Qu’est-ce que ce récit de Tolstoï nous apprend de l’angoisse de la mort, de la peur de mourir et des terreurs par lesquelles l’une et l’autre se manifestent ? D’abord et avant tout qu’elles sont indissociables, étroitement nouées les unes aux autres — et qu’en conséquence, le rapport de chacun à la perspective de sa propre mort ne saurait être analysé indépendamment de ce qui rassemble l’angoisse du néant, la peur de perdre la vie et la terreur de l’inconnu, d’une façon qui reste pour tous irréductiblement singulière, dans ce qui, pour chacun, constitue la part la plus mystérieuse de la genèse de sa propre subjectivité. Le passage qui précède raconte, en effet, l’une des deux crises qui conduisent le narrateur qui les éprouve au bord de la folie. Lorsque débute le récit qui se présente comme le « journal d’un fou », celui qui va se lancer dans une longue anamnèse du mal qui le guette, et dont le retour toujours imminent le hante, vient d’échapper de justesse à un internement psychiatrique, dont on comprend très vite que la perspective s’en était présenté en raison des crises d’angoisse répétées, mais aussi de la peur de leur retour et des terreurs nocturnes qui les accompagnent, qui sont les manifestations les plus visibles de ce mal.

(LIGNES ENREGISTRÉES)
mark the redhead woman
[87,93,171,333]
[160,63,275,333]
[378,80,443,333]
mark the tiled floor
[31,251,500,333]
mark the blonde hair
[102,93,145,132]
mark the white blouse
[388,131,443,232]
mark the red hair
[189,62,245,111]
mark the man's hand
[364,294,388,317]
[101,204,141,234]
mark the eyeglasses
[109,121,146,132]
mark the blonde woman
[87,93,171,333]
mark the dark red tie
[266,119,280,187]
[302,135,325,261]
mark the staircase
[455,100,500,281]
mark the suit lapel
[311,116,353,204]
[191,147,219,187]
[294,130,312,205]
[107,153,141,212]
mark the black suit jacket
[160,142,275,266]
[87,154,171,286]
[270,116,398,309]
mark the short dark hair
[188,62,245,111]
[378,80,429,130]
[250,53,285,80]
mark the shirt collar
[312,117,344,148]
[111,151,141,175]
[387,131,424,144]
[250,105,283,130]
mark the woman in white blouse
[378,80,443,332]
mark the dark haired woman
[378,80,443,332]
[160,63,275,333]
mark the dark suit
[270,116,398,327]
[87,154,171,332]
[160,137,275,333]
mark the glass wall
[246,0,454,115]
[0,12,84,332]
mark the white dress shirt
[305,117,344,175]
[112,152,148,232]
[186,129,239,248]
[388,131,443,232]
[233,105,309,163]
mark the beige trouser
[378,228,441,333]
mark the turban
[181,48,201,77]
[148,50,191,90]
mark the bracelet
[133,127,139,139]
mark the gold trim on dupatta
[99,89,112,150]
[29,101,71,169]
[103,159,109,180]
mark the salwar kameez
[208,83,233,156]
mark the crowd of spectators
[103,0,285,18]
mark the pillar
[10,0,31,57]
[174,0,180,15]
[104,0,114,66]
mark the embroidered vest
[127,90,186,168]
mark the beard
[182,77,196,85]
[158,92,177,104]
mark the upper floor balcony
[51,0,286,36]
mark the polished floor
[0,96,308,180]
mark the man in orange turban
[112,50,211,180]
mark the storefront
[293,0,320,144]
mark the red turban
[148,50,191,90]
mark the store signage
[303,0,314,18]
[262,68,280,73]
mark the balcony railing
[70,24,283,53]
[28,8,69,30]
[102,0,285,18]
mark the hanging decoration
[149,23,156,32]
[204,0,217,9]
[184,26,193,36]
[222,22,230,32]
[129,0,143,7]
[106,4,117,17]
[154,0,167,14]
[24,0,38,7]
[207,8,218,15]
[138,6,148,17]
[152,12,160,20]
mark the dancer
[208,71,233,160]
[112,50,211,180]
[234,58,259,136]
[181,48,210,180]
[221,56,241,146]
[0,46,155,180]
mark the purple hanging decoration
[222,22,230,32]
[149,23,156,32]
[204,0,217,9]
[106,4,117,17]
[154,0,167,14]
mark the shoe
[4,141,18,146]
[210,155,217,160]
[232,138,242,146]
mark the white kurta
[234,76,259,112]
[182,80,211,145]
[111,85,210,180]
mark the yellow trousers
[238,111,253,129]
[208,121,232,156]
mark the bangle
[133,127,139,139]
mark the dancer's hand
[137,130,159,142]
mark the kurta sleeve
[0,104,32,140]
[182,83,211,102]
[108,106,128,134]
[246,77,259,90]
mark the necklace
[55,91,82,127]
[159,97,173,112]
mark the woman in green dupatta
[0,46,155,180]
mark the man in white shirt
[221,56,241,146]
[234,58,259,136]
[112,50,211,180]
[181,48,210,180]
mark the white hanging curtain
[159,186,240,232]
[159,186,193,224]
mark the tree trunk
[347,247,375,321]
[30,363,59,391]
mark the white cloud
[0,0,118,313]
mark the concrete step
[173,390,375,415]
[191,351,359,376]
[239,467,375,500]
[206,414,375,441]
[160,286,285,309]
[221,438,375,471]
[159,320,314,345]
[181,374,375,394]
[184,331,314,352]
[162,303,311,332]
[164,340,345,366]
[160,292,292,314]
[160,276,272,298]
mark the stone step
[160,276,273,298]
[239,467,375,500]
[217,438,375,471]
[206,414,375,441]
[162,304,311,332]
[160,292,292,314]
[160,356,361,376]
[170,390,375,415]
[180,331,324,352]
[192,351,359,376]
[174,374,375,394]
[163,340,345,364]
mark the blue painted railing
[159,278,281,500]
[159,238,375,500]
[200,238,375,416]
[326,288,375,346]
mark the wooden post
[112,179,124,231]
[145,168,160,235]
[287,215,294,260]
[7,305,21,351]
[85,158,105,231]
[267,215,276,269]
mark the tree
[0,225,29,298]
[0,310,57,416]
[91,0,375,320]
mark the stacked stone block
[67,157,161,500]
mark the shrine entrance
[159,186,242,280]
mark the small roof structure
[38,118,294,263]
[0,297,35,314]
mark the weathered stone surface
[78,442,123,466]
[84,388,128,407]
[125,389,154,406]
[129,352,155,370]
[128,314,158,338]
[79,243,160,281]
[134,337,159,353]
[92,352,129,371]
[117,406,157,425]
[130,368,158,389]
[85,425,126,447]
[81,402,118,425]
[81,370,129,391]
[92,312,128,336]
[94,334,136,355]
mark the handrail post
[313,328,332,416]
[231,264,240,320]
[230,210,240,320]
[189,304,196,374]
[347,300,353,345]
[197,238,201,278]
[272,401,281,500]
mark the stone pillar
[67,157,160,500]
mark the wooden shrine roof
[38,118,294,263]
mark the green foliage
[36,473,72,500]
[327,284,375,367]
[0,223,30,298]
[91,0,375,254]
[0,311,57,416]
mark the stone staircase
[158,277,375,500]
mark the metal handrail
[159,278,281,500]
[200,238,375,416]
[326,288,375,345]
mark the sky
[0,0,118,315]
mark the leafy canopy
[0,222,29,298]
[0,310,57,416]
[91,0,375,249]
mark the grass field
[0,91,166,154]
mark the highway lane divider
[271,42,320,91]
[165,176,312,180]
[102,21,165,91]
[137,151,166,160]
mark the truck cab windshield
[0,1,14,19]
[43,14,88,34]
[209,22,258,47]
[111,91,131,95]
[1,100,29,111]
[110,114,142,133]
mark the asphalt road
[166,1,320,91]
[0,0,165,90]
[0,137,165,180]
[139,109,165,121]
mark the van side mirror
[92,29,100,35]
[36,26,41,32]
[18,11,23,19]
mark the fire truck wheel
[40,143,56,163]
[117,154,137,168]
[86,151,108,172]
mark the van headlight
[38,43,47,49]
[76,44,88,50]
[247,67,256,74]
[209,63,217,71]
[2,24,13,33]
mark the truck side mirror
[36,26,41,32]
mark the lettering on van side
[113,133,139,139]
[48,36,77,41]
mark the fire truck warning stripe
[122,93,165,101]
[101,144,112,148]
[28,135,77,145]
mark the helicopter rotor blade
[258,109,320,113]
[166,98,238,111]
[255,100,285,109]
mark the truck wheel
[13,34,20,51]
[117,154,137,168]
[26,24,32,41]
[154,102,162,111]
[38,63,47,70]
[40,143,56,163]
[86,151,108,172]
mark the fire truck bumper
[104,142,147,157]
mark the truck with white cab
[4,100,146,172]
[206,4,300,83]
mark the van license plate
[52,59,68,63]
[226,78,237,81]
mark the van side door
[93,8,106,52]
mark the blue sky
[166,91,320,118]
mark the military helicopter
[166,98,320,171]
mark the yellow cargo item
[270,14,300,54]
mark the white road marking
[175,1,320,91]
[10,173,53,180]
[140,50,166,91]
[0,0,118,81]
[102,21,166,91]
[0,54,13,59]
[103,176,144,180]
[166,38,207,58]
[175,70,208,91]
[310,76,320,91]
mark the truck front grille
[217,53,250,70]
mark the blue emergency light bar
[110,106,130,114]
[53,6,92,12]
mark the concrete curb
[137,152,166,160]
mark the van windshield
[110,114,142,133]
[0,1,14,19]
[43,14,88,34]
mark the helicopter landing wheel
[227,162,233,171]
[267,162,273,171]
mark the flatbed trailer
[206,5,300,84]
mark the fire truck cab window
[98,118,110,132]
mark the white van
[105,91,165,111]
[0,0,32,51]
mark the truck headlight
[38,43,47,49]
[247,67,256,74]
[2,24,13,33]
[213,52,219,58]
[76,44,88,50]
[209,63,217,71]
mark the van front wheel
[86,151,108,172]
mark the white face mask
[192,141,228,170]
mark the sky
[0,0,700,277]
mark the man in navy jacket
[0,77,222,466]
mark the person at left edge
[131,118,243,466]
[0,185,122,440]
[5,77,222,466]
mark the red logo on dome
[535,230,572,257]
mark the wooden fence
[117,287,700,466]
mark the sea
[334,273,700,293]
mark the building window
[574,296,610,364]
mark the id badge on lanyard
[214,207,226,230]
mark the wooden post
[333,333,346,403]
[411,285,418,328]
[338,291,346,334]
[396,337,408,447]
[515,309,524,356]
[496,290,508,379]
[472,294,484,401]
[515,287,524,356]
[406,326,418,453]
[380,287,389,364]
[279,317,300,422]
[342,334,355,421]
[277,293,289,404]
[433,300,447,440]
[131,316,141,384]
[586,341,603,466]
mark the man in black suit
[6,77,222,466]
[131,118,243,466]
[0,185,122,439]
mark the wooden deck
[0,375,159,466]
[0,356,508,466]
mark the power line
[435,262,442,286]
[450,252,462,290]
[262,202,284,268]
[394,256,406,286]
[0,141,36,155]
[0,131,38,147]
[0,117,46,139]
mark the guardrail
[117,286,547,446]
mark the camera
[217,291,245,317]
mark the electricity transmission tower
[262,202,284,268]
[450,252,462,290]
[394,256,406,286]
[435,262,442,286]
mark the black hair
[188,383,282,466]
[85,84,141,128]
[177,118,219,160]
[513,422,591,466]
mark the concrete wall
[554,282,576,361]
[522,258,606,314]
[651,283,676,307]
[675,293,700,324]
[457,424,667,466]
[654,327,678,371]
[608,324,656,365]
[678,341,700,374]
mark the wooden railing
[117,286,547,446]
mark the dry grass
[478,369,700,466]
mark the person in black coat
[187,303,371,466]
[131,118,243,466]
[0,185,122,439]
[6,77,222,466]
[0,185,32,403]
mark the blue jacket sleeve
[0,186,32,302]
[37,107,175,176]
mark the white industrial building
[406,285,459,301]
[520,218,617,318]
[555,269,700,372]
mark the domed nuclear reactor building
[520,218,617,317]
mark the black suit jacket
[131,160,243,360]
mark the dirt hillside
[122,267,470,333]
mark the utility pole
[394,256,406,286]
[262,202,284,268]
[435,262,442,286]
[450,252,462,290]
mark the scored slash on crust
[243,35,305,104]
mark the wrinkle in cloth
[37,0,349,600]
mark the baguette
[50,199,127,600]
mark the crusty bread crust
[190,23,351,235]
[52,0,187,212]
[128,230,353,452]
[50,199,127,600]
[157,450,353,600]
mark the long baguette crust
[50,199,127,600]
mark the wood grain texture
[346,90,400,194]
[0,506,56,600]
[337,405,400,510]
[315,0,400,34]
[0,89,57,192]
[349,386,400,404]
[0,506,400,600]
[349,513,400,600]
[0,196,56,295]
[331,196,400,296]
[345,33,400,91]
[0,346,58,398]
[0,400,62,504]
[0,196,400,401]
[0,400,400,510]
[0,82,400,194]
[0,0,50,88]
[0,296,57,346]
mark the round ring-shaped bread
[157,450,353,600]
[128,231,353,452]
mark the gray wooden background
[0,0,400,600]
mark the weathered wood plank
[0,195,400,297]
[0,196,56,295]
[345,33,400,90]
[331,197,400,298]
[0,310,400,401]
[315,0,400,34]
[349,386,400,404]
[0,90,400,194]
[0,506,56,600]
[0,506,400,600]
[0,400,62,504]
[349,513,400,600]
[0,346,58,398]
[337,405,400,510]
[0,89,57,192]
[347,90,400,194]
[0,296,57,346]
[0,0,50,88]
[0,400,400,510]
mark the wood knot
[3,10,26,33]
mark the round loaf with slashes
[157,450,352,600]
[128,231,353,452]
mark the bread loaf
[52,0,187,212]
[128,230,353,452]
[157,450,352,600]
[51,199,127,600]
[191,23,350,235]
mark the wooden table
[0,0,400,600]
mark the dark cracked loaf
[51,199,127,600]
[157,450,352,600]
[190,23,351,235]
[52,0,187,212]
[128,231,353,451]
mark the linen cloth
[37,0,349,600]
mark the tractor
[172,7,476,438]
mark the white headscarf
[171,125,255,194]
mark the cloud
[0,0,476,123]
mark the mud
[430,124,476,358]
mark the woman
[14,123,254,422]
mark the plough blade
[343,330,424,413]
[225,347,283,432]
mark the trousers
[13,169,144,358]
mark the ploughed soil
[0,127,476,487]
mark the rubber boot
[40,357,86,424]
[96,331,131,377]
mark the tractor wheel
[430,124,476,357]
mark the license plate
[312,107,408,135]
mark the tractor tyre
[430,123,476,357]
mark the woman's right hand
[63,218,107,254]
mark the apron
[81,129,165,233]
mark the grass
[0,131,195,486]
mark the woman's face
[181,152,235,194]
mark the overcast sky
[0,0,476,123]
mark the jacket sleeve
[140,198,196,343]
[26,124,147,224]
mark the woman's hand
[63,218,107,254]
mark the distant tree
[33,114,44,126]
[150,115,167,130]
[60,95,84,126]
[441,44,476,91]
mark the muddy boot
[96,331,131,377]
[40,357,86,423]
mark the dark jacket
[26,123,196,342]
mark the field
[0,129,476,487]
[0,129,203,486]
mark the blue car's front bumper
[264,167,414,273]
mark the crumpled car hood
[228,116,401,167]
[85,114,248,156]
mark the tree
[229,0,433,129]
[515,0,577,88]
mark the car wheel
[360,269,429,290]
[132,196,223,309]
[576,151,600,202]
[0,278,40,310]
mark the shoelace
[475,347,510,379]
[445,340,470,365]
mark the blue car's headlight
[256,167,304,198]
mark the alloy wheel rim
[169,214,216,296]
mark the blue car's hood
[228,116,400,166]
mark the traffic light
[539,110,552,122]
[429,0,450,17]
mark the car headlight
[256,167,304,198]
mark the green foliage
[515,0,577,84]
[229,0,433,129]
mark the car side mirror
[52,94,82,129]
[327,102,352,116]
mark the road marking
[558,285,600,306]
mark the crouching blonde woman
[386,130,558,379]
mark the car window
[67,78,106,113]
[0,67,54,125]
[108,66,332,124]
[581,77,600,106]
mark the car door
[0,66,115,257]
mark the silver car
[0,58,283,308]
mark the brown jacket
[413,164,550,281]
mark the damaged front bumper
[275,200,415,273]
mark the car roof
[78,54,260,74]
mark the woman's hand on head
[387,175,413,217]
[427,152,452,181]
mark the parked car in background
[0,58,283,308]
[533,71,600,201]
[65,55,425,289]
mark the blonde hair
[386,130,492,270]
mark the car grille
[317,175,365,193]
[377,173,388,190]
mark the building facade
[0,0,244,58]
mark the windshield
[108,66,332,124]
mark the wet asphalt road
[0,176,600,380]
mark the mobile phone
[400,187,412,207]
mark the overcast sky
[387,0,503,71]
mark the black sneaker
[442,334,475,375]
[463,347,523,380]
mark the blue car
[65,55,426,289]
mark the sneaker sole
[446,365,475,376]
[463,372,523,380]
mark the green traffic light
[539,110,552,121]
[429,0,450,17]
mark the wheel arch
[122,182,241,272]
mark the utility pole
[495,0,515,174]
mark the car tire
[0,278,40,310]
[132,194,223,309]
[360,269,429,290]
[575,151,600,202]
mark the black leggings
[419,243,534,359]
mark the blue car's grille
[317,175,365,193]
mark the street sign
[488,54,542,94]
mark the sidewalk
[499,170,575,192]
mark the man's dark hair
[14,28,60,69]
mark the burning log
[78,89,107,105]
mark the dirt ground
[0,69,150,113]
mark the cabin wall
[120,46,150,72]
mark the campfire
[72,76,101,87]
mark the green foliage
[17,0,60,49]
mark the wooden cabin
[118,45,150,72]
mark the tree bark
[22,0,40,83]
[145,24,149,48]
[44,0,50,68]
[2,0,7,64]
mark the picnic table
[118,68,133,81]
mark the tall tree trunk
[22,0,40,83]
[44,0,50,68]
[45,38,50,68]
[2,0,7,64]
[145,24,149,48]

(CONSIGNE) Citez intégralement le texte consacré au récit de Tolstoï, sans en modifier un seul mot. Ces lignes sont issues d'une source distincte.

(SOLUTION PROPOSÉE)
Qu’est-ce que ce récit de Tolstoï nous apprend de l’angoisse de la mort, de la peur de mourir et des terreurs par lesquelles l’une et l’autre se manifestent ? D’abord et avant tout qu’elles sont indissociables, étroitement nouées les unes aux autres — et qu’en conséquence, le rapport de chacun à la perspective de sa propre mort ne saurait être analysé indépendamment de ce qui rassemble l’angoisse du néant, la peur de perdre la vie et la terreur de l’inconnu, d’une façon qui reste pour tous irréductiblement singulière, dans ce qui, pour chacun, constitue la part la plus mystérieuse de la genèse de sa propre subjectivité. Le passage qui précède raconte, en effet, l’une des deux crises qui conduisent le narrateur qui les éprouve au bord de la folie. Lorsque débute le récit qui se présente comme le « journal d’un fou », celui qui va se lancer dans une longue anamnèse du mal qui le guette, et dont le retour toujours imminent le hante, vient d’échapper de justesse à un internement psychiatrique, dont on comprend très vite que la perspective s’en était présenté en raison des crises d’angoisse répétées, mais aussi de la peur de leur retour et des terreurs nocturnes qui les accompagnent, qui sont les manifestations les plus visibles de ce mal.